Task details — Count the lines in the material below that contain the string "strap". Reply with the number alone.

Recorded information —

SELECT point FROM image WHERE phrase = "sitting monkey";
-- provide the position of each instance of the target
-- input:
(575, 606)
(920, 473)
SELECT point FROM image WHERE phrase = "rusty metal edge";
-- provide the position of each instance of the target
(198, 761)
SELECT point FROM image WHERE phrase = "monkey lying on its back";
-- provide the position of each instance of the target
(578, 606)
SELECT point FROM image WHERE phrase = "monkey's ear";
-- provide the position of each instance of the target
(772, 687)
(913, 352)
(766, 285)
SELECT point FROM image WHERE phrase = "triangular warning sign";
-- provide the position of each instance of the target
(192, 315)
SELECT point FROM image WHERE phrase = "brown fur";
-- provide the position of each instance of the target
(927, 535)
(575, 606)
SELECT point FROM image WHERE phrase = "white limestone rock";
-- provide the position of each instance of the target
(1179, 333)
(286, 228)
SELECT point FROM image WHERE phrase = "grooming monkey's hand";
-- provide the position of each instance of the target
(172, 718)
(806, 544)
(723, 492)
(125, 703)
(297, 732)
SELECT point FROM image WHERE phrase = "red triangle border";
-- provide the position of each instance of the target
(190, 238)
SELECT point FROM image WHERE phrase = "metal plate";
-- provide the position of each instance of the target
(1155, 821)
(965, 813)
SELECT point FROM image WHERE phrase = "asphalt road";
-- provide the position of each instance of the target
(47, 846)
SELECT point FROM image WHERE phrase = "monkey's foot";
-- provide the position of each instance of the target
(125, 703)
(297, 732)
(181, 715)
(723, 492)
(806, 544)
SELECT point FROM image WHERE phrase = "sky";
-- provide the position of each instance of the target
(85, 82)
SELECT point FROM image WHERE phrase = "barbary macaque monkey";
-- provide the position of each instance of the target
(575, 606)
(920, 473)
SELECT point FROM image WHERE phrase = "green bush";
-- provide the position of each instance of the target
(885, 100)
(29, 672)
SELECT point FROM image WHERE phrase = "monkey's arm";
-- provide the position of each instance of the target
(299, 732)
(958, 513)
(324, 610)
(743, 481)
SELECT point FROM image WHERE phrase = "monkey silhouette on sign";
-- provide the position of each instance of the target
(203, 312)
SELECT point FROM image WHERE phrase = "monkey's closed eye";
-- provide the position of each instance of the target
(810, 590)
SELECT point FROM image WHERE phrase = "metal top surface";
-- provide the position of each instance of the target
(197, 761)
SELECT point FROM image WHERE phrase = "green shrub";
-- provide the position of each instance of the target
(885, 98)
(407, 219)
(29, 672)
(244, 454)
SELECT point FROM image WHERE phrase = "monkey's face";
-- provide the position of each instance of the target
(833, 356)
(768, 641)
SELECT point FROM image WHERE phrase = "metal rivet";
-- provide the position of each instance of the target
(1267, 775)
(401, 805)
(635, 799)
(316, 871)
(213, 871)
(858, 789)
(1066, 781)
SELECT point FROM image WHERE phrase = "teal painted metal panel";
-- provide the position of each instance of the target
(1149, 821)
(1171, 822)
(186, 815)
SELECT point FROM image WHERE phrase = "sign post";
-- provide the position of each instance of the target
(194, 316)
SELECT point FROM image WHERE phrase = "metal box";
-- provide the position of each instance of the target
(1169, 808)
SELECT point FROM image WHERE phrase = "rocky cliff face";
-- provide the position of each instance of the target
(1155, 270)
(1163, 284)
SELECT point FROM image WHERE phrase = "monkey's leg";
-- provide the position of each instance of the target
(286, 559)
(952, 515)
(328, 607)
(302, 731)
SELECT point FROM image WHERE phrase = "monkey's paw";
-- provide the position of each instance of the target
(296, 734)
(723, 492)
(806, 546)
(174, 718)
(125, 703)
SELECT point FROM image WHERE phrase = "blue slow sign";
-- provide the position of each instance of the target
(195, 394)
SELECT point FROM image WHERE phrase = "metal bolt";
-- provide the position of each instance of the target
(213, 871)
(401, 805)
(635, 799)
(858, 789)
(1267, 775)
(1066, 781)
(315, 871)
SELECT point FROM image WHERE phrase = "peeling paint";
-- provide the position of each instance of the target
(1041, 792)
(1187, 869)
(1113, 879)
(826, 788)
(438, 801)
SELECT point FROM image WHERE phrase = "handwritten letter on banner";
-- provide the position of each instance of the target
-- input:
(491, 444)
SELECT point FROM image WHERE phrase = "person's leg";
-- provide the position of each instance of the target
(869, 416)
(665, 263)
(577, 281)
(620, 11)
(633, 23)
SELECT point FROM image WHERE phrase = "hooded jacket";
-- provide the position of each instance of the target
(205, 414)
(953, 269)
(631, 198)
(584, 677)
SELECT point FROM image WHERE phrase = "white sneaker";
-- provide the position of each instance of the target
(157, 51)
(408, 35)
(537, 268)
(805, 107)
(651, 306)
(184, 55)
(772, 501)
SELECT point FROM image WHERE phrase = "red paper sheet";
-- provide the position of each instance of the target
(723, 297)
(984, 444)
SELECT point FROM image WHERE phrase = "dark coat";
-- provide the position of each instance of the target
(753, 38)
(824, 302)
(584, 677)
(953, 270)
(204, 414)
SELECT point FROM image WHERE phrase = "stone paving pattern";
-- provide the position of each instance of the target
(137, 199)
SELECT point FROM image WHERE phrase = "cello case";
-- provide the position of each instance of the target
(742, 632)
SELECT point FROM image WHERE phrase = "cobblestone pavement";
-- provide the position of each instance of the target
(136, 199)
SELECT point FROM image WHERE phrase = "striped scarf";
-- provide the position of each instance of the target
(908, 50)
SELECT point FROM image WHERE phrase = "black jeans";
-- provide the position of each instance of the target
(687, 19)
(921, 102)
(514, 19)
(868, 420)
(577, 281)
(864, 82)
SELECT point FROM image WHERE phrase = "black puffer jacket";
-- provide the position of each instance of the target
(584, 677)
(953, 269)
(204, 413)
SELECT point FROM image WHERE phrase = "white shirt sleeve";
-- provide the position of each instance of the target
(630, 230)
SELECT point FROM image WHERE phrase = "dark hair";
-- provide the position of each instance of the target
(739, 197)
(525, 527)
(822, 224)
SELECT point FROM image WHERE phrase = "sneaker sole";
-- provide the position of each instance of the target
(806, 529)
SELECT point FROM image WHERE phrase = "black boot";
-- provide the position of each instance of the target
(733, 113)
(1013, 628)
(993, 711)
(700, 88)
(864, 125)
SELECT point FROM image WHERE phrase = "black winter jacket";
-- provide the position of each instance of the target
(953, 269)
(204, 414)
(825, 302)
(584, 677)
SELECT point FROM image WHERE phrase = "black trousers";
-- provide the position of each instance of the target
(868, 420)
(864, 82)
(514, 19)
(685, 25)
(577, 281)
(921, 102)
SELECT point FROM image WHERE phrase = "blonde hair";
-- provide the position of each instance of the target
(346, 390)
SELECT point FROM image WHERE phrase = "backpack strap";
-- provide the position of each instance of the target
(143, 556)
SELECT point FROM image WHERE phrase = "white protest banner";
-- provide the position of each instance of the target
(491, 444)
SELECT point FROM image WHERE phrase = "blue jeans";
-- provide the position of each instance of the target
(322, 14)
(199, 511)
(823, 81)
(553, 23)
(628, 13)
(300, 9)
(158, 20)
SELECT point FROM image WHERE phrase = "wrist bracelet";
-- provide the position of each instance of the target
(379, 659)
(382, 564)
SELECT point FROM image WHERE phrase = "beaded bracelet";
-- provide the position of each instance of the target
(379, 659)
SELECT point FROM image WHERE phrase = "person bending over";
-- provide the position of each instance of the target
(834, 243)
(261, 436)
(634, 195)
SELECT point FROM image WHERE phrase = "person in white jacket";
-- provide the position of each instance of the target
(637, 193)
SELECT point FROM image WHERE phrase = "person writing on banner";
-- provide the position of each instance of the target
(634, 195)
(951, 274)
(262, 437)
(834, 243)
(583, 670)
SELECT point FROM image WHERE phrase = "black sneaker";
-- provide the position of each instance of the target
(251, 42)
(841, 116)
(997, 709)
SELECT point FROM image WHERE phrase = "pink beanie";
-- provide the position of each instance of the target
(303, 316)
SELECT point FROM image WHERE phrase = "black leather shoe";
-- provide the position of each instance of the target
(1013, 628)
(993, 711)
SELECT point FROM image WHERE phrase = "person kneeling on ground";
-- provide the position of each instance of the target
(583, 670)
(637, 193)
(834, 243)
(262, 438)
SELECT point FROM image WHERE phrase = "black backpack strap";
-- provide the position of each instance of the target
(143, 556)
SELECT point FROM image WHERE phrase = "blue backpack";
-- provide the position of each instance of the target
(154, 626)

Result of the exercise — 2